=== Section Start ===

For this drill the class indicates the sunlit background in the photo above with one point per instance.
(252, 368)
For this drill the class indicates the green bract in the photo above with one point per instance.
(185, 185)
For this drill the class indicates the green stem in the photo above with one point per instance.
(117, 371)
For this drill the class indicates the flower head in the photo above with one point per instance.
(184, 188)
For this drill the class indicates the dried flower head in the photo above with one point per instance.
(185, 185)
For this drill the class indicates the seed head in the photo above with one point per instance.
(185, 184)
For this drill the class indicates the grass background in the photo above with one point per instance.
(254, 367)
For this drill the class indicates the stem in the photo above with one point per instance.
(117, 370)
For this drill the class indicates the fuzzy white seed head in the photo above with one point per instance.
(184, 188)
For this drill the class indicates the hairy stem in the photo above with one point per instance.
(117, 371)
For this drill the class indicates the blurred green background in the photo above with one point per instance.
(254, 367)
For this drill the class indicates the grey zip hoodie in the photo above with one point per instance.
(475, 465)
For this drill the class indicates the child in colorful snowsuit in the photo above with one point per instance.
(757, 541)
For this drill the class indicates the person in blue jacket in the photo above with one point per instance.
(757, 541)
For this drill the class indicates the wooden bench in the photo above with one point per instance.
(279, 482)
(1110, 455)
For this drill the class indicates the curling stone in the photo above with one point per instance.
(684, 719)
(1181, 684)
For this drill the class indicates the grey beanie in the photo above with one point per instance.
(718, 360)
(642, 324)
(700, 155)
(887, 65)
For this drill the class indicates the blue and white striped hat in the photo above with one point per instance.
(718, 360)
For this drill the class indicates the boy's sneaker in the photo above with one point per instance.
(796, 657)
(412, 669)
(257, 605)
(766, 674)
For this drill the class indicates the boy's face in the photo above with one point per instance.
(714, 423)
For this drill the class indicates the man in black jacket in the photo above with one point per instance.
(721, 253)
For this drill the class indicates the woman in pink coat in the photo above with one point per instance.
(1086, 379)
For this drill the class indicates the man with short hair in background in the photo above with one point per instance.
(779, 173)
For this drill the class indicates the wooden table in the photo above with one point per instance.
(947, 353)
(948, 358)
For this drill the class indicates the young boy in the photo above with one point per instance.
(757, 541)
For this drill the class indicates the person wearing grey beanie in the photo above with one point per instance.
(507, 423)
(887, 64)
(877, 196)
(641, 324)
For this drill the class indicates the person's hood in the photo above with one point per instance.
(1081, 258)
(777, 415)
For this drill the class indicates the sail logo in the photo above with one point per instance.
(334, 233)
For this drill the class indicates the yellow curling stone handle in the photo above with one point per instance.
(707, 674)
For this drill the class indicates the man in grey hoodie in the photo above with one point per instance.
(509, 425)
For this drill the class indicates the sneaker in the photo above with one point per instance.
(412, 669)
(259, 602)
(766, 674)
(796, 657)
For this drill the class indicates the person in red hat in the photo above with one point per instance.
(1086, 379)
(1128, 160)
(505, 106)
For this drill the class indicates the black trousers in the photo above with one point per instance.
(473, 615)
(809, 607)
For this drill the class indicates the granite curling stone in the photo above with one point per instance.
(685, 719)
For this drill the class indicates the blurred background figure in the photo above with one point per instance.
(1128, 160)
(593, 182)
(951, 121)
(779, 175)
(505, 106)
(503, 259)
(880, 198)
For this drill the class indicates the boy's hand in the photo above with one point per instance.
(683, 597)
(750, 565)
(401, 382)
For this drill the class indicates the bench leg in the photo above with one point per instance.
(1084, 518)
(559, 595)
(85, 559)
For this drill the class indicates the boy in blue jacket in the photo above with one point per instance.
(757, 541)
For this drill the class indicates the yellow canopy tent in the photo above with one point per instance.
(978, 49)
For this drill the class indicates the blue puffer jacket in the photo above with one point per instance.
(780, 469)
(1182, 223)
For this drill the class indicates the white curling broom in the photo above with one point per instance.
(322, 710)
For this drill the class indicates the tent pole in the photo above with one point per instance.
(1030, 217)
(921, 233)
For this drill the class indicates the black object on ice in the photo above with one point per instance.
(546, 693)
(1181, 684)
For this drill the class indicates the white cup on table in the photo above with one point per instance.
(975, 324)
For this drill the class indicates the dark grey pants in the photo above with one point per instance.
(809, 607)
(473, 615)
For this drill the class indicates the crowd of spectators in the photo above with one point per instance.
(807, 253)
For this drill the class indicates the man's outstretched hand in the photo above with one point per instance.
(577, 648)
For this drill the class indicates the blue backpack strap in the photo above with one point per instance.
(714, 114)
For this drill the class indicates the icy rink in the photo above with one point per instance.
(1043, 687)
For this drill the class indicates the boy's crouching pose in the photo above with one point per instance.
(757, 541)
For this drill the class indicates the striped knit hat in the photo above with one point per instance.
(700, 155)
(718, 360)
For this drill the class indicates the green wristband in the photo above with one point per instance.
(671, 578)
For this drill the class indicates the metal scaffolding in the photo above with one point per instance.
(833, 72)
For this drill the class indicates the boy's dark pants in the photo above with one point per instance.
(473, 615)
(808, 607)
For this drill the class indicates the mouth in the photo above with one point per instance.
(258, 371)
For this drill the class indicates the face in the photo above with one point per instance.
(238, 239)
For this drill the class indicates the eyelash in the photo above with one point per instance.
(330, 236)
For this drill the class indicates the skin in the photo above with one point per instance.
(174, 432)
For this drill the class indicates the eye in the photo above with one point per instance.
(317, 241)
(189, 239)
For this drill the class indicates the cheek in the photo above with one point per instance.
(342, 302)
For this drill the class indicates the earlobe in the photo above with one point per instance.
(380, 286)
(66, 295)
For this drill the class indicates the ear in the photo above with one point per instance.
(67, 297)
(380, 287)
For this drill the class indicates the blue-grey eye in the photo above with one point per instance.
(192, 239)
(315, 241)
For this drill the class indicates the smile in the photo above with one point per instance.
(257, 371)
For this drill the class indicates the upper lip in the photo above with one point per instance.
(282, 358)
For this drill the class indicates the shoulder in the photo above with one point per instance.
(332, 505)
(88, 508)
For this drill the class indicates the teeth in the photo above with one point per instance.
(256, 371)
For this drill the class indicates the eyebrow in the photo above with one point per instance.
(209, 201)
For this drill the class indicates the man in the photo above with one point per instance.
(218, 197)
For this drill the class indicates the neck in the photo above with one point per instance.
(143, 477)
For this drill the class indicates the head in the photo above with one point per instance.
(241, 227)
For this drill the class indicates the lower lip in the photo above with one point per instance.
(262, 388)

=== Section End ===

**Assignment:** Look back at the records above. Repeat all of them exactly.

**Solution for this exercise:**
For this drill the class indicates the sunlit background in the photo above with one point per instance.
(252, 368)
For this drill the class indicates the green bract in the photo above with one point per instance.
(185, 185)
For this drill the class indicates the green stem in the photo above with one point per instance.
(117, 371)
For this drill the class indicates the flower head in the photo above with one point per instance.
(184, 188)
For this drill the class indicates the dried flower head in the photo above with one point per instance.
(185, 185)
For this drill the class indicates the seed head in the photo above with one point per instance.
(185, 184)
For this drill the class indicates the grass background in the photo above with one point per instance.
(254, 367)
For this drill the class indicates the stem in the photo above with one point per instance.
(117, 370)
For this drill the class indicates the fuzzy white seed head in the photo above with one point per instance.
(184, 188)
For this drill the class indicates the hairy stem in the photo above with one point per instance.
(117, 371)
For this drill the class indicates the blurred green background in the photo above with one point per instance.
(254, 367)
For this drill the class indicates the grey zip hoodie in the photo above with one point per instance.
(475, 465)
For this drill the class indicates the child in colorful snowsuit in the photo above with one point per instance.
(757, 541)
For this drill the class indicates the person in blue jacket in the photo above with one point per instance.
(757, 541)
For this drill the class indicates the wooden bench in the photo above with one point per instance.
(279, 482)
(1110, 455)
For this drill the class indicates the curling stone in the photo above with one point per instance.
(684, 719)
(1181, 684)
For this drill the class indicates the grey beanie in the photo above with one point per instance.
(718, 360)
(642, 324)
(700, 155)
(887, 65)
For this drill the class indicates the blue and white striped hat in the photo above with one point per instance.
(718, 360)
For this drill the class indicates the boy's sneaker in the photo above with one point per instance.
(796, 657)
(412, 669)
(257, 605)
(766, 674)
For this drill the class indicates the boy's face in the photo above with one point per instance.
(714, 423)
For this drill the class indicates the man in black jacket in the photo above with one point per instance.
(721, 253)
For this drill the class indicates the woman in pink coat in the photo above with one point per instance.
(1086, 379)
For this drill the class indicates the man with short hair in background in the photo above with one point per instance.
(779, 173)
For this drill the class indicates the wooden table in the photo above with one point per instance.
(947, 353)
(948, 358)
For this drill the class indicates the young boy in the photo above with one point per instance.
(757, 541)
For this drill the class indicates the person wearing grey beanie in the photo above with one point per instance.
(507, 423)
(887, 64)
(877, 196)
(641, 324)
For this drill the class indicates the person's hood in the photo above with one point per instance.
(1081, 258)
(777, 415)
For this drill the class indicates the sail logo in the photo above with one point per instance.
(334, 233)
For this drill the class indicates the yellow curling stone handle in the photo above with one point per instance.
(707, 674)
For this drill the class indicates the man in grey hoodie in the photo above with one point per instance.
(509, 425)
For this drill the class indicates the sneaker in the photo above with one point per instance.
(412, 669)
(259, 602)
(766, 674)
(796, 657)
For this drill the class indicates the person in red hat in the photo above with one point per instance.
(1086, 379)
(1128, 160)
(505, 106)
For this drill the class indicates the black trousers in the photo above with one point per instance.
(473, 615)
(809, 607)
For this drill the class indicates the granite curling stone in the photo above with one point per instance.
(685, 719)
For this drill the class indicates the blurred background figure in the photo above with one point per instance.
(1128, 160)
(593, 182)
(951, 121)
(779, 175)
(505, 106)
(503, 259)
(880, 198)
For this drill the class indicates the boy's hand in the photo above with one point per instance.
(683, 597)
(750, 565)
(401, 382)
For this drill the class indicates the bench leg in the photo above with one point per instance.
(1084, 518)
(559, 595)
(85, 559)
For this drill the class indicates the boy in blue jacket in the photo above with one point per instance.
(757, 541)
For this drill the class indicates the yellow canopy tent in the photo above with one point per instance.
(978, 49)
For this drill the class indicates the blue puffer jacket in the photo above with one point per instance.
(780, 469)
(1182, 223)
For this drill the class indicates the white curling broom in the photo above with one point per instance.
(322, 710)
For this drill the class indicates the tent pole in the photo above with one point per instance.
(1030, 217)
(921, 233)
For this drill the class indicates the black object on ice in the photo above with one point per instance.
(546, 693)
(1181, 684)
For this drill the class indicates the white cup on table in the photo above with one point per instance.
(975, 324)
For this drill the class indicates the dark grey pants in the photo above with one point per instance.
(809, 607)
(473, 615)
For this drill the class indicates the crowd of spectators in the photo above with one point per instance.
(807, 253)
For this drill the class indicates the man's outstretched hand in the photo above with one point per instance.
(577, 648)
For this drill the class indicates the blue backpack strap in the photo above with one point per instance.
(714, 114)
For this drill the class indicates the icy rink in the photo above with one point per instance.
(1043, 687)
For this drill the class indicates the boy's crouching pose in the photo above with one point per instance.
(757, 541)
For this drill the class indicates the striped knit hat in the photo above with one point per instance.
(700, 155)
(718, 360)
For this drill the class indicates the green wristband in the photo above with one point per instance.
(671, 578)
For this drill the class indicates the metal scaffolding in the photo above with one point per instance.
(833, 72)
For this drill the class indicates the boy's dark pants in the photo above with one point per instance.
(473, 615)
(808, 607)
For this drill the class indicates the mouth in the photo above with one point per instance.
(258, 371)
For this drill the class indicates the face in the photo above with one point per instance.
(238, 239)
For this drill the class indicates the eyelash in the photo above with one point per instance.
(330, 236)
For this drill the class indicates the skin in the photo above with one point per instance.
(174, 432)
For this drill the class indicates the eye in the photo above with one point per instance.
(317, 241)
(189, 239)
For this drill the class indicates the cheek in the photo above with one point per instance.
(342, 302)
For this drill the class indicates the earlobe in the photo above with one point per instance.
(380, 286)
(66, 295)
For this drill the class indicates the ear in the photo above with one point per instance.
(67, 297)
(380, 287)
For this drill the class indicates the blue-grey eye in the photo above with one point per instance.
(192, 239)
(315, 241)
For this drill the class indicates the smile in the photo above with one point per instance.
(257, 371)
For this drill the class indicates the upper lip in the photo above with one point per instance.
(282, 358)
For this drill the class indicates the shoulder in the photo above with one point per instance.
(332, 505)
(88, 508)
For this drill the class indicates the teeth in the photo above with one point per instance.
(256, 371)
For this drill the class indicates the eyebrow in the photo above with one point per instance.
(209, 201)
For this drill the class indicates the man in the photo above with one point per instance.
(218, 197)
For this drill the class indicates the neck in the photo above with one point per instance.
(143, 477)
For this drill the class indicates the head in the photo above with one point per instance.
(241, 227)
For this drill the class indicates the lower lip in the photo above with one point per instance.
(262, 388)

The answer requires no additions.